Task details ->
Gather and copy in full every line of the records below that contains the string "straw".

-*-

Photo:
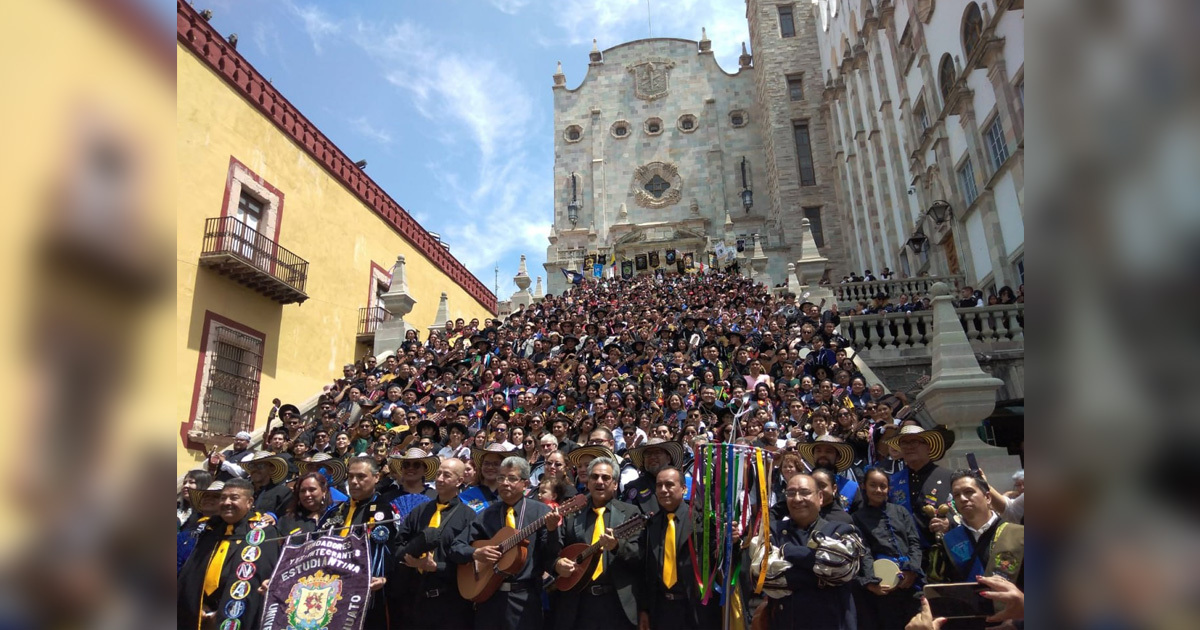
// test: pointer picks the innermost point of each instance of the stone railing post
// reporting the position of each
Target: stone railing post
(960, 394)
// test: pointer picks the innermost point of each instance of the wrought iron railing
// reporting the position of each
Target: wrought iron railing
(370, 317)
(229, 235)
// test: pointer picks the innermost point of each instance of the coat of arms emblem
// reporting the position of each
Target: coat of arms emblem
(651, 78)
(313, 601)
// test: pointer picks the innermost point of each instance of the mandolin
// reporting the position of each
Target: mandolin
(585, 556)
(480, 583)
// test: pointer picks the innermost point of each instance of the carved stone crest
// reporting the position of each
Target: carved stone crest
(657, 185)
(651, 78)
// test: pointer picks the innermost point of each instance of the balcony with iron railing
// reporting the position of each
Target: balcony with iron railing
(252, 259)
(370, 317)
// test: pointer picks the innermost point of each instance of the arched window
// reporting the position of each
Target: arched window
(972, 29)
(946, 77)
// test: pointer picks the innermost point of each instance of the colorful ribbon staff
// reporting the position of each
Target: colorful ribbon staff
(724, 498)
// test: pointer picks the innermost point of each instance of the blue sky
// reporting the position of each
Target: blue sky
(450, 102)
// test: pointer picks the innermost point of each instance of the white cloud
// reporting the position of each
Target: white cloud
(498, 198)
(613, 22)
(364, 127)
(509, 6)
(316, 23)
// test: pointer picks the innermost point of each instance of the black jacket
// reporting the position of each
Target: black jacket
(544, 546)
(624, 567)
(191, 577)
(273, 498)
(809, 605)
(417, 538)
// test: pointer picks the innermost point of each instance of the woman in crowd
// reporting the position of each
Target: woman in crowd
(186, 513)
(891, 534)
(312, 499)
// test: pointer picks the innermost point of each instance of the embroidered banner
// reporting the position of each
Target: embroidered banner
(321, 585)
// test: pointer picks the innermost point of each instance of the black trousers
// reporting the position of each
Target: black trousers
(517, 610)
(601, 612)
(447, 611)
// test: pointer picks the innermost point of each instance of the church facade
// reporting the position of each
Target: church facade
(665, 161)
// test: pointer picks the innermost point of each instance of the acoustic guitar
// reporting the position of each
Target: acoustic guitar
(480, 583)
(585, 556)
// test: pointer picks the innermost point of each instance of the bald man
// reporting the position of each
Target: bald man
(425, 539)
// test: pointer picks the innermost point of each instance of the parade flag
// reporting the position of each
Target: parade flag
(322, 583)
(574, 277)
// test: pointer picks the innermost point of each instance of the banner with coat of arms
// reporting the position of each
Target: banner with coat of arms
(323, 583)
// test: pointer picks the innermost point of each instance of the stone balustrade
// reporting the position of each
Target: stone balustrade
(905, 330)
(855, 292)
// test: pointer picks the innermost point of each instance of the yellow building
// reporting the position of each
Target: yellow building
(281, 243)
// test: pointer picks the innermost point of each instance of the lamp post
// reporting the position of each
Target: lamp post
(573, 209)
(918, 241)
(941, 211)
(747, 195)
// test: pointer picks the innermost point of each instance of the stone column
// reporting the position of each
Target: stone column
(522, 298)
(960, 394)
(399, 303)
(759, 263)
(439, 321)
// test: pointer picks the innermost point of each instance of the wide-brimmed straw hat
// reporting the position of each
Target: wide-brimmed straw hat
(940, 438)
(333, 468)
(845, 451)
(477, 455)
(673, 450)
(431, 462)
(594, 450)
(279, 465)
(197, 495)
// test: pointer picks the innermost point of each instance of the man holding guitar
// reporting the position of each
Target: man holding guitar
(484, 552)
(606, 600)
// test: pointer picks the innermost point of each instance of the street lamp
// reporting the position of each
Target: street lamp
(747, 196)
(940, 211)
(573, 209)
(918, 241)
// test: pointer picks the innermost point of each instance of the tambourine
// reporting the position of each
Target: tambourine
(887, 571)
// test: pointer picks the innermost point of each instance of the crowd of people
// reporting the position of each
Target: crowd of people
(601, 400)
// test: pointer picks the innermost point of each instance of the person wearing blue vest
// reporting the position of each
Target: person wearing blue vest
(828, 451)
(983, 545)
(923, 487)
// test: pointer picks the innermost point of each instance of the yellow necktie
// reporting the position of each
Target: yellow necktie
(436, 522)
(349, 516)
(669, 563)
(213, 574)
(597, 532)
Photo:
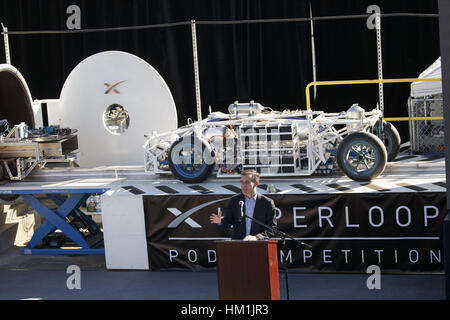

-*-

Right answer ->
// test: pointer picks the innermost point of each instance of the wide-brimmed straw hat
Target: wide-brimmed straw hat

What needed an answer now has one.